Exercise requirements -> In the data that follows, count the lines where "gradient" appears, and write only the number.

====== Input data ======

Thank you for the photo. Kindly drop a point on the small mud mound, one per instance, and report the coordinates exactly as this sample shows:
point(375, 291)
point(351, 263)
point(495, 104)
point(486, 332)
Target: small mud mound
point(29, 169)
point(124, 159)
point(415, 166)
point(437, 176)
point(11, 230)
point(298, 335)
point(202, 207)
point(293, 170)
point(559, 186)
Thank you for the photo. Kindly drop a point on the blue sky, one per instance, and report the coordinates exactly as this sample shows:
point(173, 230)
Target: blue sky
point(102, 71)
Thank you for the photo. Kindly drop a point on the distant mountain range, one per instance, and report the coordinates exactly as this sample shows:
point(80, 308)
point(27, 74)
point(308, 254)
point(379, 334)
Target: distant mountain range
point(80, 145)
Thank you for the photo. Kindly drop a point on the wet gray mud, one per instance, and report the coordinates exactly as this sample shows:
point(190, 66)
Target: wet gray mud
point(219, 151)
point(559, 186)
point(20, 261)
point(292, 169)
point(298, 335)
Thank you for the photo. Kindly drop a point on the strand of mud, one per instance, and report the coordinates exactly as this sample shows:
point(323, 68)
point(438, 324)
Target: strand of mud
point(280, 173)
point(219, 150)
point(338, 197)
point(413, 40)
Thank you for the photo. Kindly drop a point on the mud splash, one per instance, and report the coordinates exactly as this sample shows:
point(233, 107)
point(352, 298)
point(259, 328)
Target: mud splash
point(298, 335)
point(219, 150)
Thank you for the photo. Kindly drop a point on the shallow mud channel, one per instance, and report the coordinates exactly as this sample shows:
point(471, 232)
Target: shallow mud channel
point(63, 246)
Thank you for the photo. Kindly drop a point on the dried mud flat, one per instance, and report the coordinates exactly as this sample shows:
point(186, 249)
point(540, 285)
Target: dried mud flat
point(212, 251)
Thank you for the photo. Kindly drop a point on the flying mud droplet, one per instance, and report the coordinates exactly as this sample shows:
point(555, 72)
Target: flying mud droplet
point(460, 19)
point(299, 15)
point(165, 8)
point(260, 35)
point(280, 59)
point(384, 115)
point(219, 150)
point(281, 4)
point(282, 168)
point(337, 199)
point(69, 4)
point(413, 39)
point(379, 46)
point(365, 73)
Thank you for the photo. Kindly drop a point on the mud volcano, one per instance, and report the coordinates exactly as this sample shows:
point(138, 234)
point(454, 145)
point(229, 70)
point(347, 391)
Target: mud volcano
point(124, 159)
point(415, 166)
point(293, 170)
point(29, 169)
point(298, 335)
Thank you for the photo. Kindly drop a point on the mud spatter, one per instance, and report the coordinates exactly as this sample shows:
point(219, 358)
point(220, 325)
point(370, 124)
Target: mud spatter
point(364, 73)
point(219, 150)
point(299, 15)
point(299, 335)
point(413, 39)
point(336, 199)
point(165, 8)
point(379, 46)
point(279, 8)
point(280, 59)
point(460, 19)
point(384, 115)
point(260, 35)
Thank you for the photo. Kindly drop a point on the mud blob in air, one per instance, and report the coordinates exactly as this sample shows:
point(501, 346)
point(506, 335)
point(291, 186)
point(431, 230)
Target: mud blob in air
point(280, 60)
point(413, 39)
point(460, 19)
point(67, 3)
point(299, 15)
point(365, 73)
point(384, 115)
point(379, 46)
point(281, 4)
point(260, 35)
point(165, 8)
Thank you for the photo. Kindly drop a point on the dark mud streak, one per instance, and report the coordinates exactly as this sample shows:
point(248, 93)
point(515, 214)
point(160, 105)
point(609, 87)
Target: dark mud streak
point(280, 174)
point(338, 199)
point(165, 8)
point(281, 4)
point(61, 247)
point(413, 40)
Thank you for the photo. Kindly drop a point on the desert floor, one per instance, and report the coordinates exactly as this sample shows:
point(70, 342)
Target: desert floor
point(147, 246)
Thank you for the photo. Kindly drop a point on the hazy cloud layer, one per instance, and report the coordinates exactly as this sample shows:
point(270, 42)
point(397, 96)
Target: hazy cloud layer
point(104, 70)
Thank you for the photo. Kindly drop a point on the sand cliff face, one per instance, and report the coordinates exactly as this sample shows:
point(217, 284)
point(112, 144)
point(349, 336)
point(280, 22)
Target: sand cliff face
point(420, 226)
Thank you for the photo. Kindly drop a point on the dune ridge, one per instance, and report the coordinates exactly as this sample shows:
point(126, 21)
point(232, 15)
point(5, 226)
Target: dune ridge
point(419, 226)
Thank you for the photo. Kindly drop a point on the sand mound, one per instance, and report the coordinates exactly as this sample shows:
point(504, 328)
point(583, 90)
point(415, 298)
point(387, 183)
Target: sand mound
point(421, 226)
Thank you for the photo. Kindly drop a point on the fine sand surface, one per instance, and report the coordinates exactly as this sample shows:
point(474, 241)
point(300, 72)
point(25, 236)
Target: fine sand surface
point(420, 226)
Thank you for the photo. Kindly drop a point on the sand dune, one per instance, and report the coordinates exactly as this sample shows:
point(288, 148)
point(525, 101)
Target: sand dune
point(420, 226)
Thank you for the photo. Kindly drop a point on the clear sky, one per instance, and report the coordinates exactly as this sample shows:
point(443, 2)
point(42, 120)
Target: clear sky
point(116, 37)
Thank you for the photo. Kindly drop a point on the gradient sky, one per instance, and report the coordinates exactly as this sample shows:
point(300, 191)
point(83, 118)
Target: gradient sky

======

Result of the task -> 2